Entries taken from a collection:
---

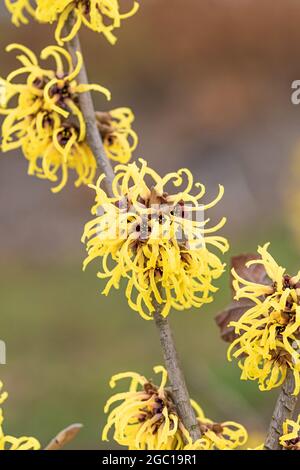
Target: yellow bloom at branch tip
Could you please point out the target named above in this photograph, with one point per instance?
(290, 439)
(157, 241)
(101, 16)
(268, 333)
(10, 442)
(45, 120)
(19, 9)
(145, 418)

---

▶ [OBJECTIVE]:
Revise the whole listing above so that "bloom" becomes "flower" and every other part stays the same. Leave the pictures out of your answer.

▶ [TASK ANSWER]:
Target: yellow flower at branch tip
Could you please point out the target named above in this photograph, with one point per instance?
(290, 439)
(157, 241)
(101, 16)
(268, 333)
(10, 442)
(45, 120)
(19, 9)
(145, 418)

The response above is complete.